__Records for this exercise__.
=-=-=-=-=
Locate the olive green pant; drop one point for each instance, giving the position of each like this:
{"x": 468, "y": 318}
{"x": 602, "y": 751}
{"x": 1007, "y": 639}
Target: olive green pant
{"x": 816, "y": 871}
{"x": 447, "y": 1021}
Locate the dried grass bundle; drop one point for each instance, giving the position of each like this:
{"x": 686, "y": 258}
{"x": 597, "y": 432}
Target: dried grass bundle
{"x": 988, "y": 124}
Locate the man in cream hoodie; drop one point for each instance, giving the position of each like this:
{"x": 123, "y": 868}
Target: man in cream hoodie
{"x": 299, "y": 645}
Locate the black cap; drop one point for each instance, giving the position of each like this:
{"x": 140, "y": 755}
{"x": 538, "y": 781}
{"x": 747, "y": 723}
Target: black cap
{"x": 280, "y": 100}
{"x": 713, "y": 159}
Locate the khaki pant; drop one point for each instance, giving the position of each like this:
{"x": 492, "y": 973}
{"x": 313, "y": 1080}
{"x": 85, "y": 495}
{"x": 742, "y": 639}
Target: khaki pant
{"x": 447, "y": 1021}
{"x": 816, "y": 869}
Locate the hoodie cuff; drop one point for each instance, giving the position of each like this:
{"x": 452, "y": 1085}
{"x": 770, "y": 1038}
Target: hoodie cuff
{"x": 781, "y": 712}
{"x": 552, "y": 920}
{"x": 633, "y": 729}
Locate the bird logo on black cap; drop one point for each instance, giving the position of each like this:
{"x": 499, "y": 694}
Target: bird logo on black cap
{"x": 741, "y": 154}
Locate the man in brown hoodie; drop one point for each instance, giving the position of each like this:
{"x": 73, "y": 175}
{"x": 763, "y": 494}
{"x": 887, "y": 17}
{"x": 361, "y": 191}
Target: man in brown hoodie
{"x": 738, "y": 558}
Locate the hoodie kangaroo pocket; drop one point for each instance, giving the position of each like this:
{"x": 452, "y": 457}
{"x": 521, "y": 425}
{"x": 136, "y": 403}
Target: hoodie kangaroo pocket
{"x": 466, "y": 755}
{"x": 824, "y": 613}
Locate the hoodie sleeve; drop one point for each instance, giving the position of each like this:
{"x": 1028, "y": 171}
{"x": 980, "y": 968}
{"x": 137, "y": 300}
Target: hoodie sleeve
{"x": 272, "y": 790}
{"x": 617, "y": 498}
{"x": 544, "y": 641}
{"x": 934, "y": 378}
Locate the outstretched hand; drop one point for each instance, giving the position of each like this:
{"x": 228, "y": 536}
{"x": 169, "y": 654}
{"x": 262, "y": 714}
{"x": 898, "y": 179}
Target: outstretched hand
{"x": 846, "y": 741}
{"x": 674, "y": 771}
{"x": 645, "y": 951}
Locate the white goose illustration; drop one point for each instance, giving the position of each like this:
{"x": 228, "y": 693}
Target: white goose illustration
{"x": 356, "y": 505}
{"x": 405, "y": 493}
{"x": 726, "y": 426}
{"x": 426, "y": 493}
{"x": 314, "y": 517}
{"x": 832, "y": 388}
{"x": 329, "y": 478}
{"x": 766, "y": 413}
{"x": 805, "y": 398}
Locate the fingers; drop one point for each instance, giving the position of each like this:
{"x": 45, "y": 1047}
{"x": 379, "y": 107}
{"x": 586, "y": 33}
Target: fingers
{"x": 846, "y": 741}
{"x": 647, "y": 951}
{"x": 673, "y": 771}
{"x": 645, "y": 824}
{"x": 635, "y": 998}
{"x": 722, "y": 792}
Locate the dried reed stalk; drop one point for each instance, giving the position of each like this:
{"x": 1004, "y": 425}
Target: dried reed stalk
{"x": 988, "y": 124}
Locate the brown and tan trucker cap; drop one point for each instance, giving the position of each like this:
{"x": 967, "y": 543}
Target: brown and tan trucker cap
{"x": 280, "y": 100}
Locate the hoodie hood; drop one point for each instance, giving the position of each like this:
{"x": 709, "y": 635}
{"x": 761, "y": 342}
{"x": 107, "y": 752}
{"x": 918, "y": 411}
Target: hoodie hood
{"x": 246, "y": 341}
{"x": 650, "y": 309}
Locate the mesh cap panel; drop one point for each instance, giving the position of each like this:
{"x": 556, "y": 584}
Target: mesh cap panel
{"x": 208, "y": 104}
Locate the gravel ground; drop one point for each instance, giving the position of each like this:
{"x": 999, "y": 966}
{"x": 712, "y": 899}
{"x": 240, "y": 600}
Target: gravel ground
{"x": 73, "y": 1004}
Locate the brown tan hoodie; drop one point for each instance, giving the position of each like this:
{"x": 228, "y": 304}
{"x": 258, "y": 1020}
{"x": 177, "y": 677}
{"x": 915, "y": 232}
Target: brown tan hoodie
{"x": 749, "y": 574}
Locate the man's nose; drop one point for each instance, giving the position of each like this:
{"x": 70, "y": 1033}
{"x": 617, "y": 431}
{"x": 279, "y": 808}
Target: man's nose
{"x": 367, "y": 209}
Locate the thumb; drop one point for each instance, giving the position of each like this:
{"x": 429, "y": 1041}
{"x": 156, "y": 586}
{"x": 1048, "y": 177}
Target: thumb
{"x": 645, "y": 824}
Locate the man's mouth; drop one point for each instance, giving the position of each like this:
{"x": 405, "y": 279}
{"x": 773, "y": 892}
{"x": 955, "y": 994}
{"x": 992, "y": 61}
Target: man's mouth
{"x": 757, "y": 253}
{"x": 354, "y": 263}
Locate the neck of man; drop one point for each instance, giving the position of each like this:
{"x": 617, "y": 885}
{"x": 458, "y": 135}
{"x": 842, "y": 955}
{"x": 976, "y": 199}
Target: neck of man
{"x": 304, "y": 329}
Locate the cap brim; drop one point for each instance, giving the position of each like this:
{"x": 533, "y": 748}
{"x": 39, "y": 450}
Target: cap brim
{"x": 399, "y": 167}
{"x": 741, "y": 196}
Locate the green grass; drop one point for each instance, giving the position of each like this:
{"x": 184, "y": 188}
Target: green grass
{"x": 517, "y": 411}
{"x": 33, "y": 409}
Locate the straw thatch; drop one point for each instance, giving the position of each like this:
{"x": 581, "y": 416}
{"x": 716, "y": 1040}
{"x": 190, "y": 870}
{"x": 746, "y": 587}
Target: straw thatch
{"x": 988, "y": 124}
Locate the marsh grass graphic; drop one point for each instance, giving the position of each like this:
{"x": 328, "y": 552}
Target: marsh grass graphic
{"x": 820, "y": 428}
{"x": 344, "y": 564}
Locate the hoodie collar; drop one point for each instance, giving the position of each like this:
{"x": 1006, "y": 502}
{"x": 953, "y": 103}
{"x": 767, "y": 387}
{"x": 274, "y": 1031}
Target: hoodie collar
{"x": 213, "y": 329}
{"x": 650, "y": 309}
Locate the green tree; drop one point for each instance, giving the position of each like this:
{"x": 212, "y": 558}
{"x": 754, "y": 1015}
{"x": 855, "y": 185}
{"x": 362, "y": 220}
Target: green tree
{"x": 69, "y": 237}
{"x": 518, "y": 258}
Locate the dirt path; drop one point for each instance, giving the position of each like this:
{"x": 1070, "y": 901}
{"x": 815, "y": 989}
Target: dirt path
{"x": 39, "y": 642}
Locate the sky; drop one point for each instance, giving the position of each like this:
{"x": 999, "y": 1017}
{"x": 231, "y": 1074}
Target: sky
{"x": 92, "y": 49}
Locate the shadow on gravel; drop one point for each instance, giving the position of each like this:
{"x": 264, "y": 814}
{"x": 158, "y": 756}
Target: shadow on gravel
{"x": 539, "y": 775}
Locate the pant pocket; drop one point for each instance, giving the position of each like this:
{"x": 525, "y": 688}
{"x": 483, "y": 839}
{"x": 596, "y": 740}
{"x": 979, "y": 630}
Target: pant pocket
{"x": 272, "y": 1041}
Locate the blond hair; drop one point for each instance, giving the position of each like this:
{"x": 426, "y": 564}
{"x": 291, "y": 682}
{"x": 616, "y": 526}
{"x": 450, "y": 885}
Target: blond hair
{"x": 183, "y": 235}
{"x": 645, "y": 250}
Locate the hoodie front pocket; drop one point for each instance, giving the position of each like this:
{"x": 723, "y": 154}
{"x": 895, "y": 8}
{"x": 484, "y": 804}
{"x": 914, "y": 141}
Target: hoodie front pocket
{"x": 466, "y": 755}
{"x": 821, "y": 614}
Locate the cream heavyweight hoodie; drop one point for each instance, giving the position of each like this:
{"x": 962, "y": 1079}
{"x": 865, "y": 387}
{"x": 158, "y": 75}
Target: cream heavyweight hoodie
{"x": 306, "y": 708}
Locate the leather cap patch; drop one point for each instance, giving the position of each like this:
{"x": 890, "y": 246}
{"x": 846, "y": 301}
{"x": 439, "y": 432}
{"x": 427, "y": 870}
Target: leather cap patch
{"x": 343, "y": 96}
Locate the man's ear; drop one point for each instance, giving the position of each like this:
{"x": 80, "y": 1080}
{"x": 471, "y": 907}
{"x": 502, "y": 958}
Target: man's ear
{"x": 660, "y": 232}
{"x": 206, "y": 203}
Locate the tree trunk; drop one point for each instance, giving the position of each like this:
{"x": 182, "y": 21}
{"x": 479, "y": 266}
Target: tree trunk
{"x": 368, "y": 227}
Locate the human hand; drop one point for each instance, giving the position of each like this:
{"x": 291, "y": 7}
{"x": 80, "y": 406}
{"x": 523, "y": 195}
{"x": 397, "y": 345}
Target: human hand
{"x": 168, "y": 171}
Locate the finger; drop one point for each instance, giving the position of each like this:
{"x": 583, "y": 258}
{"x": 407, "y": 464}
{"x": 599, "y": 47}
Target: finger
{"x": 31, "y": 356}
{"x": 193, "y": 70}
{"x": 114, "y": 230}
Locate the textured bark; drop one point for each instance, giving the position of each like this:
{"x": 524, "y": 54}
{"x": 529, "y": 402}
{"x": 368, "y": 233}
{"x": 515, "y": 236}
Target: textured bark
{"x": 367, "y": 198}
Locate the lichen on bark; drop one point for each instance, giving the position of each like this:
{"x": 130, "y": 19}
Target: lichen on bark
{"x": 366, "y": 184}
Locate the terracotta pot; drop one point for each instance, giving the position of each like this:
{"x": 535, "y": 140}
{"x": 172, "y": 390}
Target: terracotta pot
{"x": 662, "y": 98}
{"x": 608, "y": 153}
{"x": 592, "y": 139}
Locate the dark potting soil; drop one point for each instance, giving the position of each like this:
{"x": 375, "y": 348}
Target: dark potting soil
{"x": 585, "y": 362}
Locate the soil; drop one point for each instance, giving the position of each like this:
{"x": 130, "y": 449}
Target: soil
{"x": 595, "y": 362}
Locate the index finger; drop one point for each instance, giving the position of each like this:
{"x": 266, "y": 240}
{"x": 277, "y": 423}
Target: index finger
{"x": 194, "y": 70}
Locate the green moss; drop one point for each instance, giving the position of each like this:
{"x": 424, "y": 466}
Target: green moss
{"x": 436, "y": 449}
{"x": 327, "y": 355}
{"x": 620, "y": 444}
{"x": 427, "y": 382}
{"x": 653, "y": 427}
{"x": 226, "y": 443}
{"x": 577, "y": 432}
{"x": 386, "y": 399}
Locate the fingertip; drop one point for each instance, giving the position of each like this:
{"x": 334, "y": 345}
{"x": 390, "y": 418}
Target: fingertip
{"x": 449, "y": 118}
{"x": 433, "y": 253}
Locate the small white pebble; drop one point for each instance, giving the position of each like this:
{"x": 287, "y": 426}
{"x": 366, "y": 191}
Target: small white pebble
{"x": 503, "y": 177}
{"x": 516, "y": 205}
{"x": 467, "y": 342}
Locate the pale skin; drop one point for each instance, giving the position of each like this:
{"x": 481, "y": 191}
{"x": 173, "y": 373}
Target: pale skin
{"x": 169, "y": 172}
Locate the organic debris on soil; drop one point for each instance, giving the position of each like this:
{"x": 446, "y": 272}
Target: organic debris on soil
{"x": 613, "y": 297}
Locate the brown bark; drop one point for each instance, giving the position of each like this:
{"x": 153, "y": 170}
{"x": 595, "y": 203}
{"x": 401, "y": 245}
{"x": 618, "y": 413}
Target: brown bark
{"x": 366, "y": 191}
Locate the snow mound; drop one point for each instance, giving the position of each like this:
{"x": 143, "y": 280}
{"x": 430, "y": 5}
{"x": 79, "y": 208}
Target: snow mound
=-=-=-=-=
__What to work on__. Beginning at the line that holds "Locate the fingertip;", write out word for word each line through the end of the records.

__Reply__.
Locate the fingertip; drop one point for each instance, giving the position of each like this:
{"x": 334, "y": 345}
{"x": 390, "y": 418}
Target: fingertip
{"x": 449, "y": 118}
{"x": 433, "y": 253}
Locate the small white pebble; drop one point for each instance, giving the position of each like this:
{"x": 287, "y": 426}
{"x": 366, "y": 191}
Target: small white pebble
{"x": 503, "y": 177}
{"x": 516, "y": 205}
{"x": 467, "y": 342}
Locate the pale skin; drop one point for each instance, giving the position of each like this:
{"x": 481, "y": 191}
{"x": 173, "y": 373}
Target: pale skin
{"x": 169, "y": 172}
Locate the organic debris on soil; drop one point for each instance, giving the position of each like this:
{"x": 446, "y": 272}
Target: organic debris on soil
{"x": 613, "y": 297}
Locate the brown bark; drop one point for each instance, giving the position of each like this:
{"x": 153, "y": 170}
{"x": 595, "y": 203}
{"x": 401, "y": 245}
{"x": 618, "y": 413}
Target: brown bark
{"x": 366, "y": 191}
Locate the snow mound; drop one point for each instance, giving the position of each like this:
{"x": 143, "y": 280}
{"x": 430, "y": 5}
{"x": 79, "y": 208}
Target: snow mound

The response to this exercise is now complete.